Can you pick up the forum thread on homebrewing and distilling laws from the point where it ends and carry it forward?

— start READING TEXT —

Federal law exempts from taxation 100 gallons a year per adult in the household, to a maximum of 200 gallons. It doesn't "allow" anything, however. That's up to state and local laws. 100 gallons is only 40 cases of beer. A ridiculous amount, indeed- less than three a day. #%[email protected]* commies. It's apparently not legal everywhere; I'm just glad I don't live in one of those places. The AHA has a good reference page in case you're concerned about your local laws: http://www.homebrewersassociation.org/pages/government-affairs/statutes/united-states Just remember that they aren't lawyers and don't give legal advice.


----------



## crispin (Jun 30, 2010)

I think you should give it a try.
It would be a very good skill to have in SITF

However I looked into it, as I wanted to distill the homemade wine I was making into something stronger, and I believe Federal Law prohibits ANY distilling without a permit.

I would think that the odds of you getting into trouble is very low.


----------



## ace admirer (Oct 5, 2005)

i think we need some clarity. brewing beer or wine is not distilling.....use of distilled water is not distilling,,200 gallon per household is allowed not sellable. ,, boiling of the alca FROM beer (worth) or wine and condensing that alca in a higher concentration IS distilling and is a federal. 

the odds of getting caught are very low unless you talk, brag or tick someone off.


----------



## ryanthomas (Dec 10, 2009)

— end READING TEXT —
— start LISTED RECORDS —

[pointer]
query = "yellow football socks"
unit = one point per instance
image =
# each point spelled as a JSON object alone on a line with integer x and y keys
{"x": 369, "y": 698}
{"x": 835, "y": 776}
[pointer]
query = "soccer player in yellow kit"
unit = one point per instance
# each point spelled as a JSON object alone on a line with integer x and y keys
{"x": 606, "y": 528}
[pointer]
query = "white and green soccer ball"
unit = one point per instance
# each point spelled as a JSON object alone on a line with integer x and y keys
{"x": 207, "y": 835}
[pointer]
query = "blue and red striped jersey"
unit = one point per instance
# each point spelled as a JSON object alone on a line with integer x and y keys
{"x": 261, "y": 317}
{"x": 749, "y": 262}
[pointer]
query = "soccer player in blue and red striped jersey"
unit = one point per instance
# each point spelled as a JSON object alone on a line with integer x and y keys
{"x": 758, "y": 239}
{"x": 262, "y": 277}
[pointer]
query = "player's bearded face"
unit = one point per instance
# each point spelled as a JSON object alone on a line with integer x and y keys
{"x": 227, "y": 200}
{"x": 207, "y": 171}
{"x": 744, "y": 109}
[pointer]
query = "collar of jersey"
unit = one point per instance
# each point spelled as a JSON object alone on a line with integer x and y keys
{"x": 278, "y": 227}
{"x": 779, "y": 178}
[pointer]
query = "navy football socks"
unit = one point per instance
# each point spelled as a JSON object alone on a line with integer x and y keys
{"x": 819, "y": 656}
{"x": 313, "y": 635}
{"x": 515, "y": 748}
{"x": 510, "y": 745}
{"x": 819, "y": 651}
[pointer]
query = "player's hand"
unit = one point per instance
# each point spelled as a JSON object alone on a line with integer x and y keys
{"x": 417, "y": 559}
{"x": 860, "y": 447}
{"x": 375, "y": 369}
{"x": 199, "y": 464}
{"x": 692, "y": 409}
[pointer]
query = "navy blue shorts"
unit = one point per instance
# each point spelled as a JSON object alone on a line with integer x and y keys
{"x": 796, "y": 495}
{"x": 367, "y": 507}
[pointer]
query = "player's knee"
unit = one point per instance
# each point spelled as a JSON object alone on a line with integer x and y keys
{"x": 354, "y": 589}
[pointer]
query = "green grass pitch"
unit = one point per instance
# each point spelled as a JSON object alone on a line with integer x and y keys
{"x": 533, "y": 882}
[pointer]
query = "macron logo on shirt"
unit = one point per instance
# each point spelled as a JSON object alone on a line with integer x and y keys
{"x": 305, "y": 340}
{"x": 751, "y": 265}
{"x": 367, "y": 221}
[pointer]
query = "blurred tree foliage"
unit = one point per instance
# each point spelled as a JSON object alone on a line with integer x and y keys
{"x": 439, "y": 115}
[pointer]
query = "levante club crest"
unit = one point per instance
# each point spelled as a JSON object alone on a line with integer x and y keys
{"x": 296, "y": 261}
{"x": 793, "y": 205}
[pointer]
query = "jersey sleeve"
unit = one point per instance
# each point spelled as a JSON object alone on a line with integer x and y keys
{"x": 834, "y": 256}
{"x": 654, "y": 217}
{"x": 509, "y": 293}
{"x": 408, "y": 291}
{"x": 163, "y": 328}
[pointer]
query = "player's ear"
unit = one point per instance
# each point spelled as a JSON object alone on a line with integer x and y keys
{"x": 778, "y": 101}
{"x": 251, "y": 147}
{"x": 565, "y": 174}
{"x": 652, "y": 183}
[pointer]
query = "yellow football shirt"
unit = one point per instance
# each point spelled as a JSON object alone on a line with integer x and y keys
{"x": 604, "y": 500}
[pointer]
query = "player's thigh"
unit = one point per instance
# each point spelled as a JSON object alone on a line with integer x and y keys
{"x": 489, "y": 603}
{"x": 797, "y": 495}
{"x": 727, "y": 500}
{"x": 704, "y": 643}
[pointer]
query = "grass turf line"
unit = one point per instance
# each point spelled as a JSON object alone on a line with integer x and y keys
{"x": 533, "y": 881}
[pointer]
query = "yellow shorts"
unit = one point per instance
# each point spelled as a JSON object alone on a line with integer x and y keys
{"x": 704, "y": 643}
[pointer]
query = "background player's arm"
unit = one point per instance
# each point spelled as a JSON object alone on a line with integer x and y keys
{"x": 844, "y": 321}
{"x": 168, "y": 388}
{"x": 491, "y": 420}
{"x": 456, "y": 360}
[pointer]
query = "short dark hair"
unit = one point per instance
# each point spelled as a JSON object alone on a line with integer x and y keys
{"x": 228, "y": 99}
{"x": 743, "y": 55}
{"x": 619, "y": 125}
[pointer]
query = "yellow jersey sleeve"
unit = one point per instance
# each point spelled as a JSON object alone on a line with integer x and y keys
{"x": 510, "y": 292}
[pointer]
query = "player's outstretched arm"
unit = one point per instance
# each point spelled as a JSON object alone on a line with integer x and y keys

— end LISTED RECORDS —

RESPONSE TO THE EXERCISE.
Yes, you need a permit for any alcohol distilling. But I looked into it not too long ago and it didn't seem like it was too much red tape, at least not as much as I expected. Any red tape is too much for me. It's not handled by the ATF anymore, it's now TTB, or Tax and Trade Bureau: http://www.ttb.gov/industrial/alcohol_fuel.shtml.

States have their own requirements, I think some are worse than federal. Their main concern is to make sure you're not producing beverage alcohol, and that you're paying road tax.


----------



## Forerunner (Mar 23, 2007)

Definitely use copper if you plan to drink your product.
Use compression fittings if lead scares you.

I have done a little distilling.
My favorite project was distilling used motor oil.
I used a 20 pound propane bottle for my boiler and a coil of tubing placed in cool water for my condenser.
Made an almost clear, yellowish fluid and a small amount of interesting sediment (powder) in the tank.
I burned the product in diesel engines, mixed with regular diesel.
I wouldn't recommend drinking it...


----------



## sweet potato (Mar 30, 2011)

I know that I am getting in on the tailend of this discussion but here goes. My late husband & I built 2 stills out of a beer kegs and assorted copper parts. We lived completely without electric and conventional running water. The law stipulates that you are allowed 50 gal of alcohol per adult living in the household. We used the end product to run our generator and a small motor attached to a gang shaft servicing several small appliances and my washing machine. Good luck with your project.


----------



## Fat Charlie (Sep 9, 2010)

Do you live in Sealand or something?


----------



## StL.Ed (Mar 6, 2011)

See if you can find a copy of Alcohol Can Be A Gas! by David Blume at your local library or bookstore. It's a bit biased, but has a lot of good information, including stills and feedstocks. 
Here's a link to the related web site: http://www.permaculture.com/

Ed


----------



## countryboy84 (Dec 8, 2010)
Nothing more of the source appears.